[Record extracts — start]

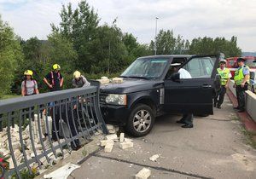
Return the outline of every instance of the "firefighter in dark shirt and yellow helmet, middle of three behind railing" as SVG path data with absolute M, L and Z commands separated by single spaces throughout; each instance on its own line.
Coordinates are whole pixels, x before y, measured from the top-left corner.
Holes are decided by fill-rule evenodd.
M 61 90 L 63 86 L 63 77 L 61 75 L 61 66 L 58 64 L 55 64 L 52 66 L 53 71 L 49 72 L 45 77 L 44 77 L 44 83 L 47 84 L 49 87 L 50 91 L 56 91 L 56 90 Z M 49 83 L 49 81 L 50 83 Z

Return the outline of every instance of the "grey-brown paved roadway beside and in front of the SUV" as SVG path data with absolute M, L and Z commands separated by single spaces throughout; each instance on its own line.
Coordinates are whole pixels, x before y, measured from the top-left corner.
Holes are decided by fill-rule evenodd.
M 256 150 L 246 144 L 230 101 L 214 115 L 195 117 L 193 129 L 176 124 L 180 116 L 157 118 L 148 136 L 134 138 L 134 147 L 99 151 L 68 178 L 134 178 L 143 167 L 150 178 L 256 178 Z M 156 162 L 148 158 L 160 154 Z

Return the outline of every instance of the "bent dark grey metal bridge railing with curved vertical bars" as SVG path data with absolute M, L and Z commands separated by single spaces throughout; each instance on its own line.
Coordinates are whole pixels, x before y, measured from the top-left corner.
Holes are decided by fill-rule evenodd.
M 0 152 L 9 157 L 4 178 L 64 156 L 96 132 L 108 133 L 97 86 L 0 101 Z

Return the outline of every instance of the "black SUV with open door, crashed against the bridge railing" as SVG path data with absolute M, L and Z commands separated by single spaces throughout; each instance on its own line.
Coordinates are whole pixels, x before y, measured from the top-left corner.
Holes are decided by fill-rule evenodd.
M 120 76 L 123 83 L 101 85 L 103 118 L 125 126 L 133 136 L 145 136 L 162 113 L 212 114 L 212 97 L 220 86 L 218 61 L 218 55 L 140 57 Z M 173 63 L 192 78 L 179 78 Z

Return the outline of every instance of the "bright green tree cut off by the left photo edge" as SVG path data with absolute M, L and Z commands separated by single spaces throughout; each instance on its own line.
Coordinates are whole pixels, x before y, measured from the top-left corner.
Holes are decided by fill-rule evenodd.
M 23 61 L 19 39 L 0 16 L 0 98 L 10 91 L 18 61 Z

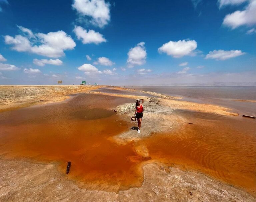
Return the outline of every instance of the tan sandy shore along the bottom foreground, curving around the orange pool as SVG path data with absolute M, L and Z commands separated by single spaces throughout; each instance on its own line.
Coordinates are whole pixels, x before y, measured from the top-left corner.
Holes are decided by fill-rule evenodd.
M 140 188 L 106 192 L 86 190 L 57 171 L 55 164 L 0 160 L 0 201 L 247 201 L 248 193 L 203 174 L 165 165 L 143 166 Z

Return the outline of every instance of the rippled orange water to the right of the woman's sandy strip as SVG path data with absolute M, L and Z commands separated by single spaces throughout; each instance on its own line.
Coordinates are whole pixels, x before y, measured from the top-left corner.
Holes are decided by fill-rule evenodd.
M 175 113 L 186 122 L 171 132 L 143 140 L 152 159 L 199 170 L 256 191 L 255 121 L 198 112 Z

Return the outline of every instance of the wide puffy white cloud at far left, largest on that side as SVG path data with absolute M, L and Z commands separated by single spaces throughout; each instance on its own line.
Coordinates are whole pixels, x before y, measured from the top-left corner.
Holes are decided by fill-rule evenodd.
M 16 35 L 15 37 L 6 35 L 4 39 L 6 44 L 13 45 L 12 49 L 18 52 L 31 52 L 56 58 L 64 56 L 65 50 L 72 50 L 76 46 L 71 36 L 64 31 L 49 32 L 48 34 L 37 33 L 34 36 L 36 40 L 31 41 L 29 36 L 22 35 Z

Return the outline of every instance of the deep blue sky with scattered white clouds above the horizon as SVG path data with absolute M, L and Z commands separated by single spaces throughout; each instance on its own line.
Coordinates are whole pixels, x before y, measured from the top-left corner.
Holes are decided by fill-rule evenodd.
M 256 0 L 0 0 L 0 85 L 256 82 Z

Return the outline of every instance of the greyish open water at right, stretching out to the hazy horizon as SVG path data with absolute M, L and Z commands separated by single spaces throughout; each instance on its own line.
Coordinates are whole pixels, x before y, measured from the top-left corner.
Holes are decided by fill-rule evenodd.
M 184 101 L 220 105 L 239 114 L 256 116 L 256 86 L 125 86 L 126 88 L 153 91 L 183 97 Z

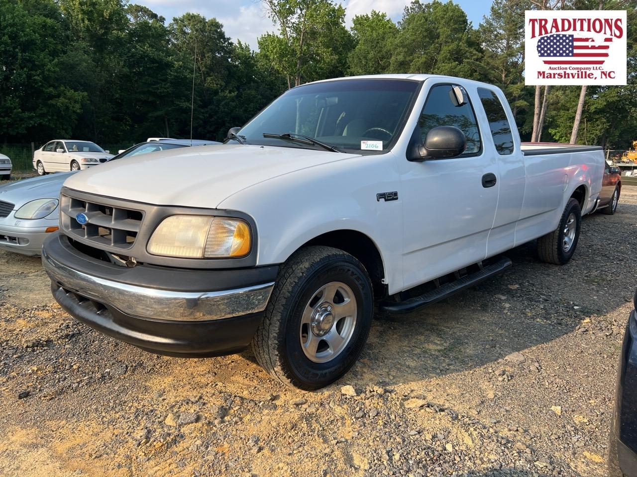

[Record extracts — finish]

- **What you should do**: When a line in the records holds the string "white", copy that line.

- **Answer to this task**:
Return the outline of every instance of the wide puffy white cloud at far left, largest on that side as SVG path data with absolute M, L and Z commands separated by single spaces throughout; each instance on its own line.
Return the outline of every instance of the deep blue sky with scattered white clouds above the horizon as SVG path data with absolute M, L and Z commands separated by single spaces throughout; each instance on its own line.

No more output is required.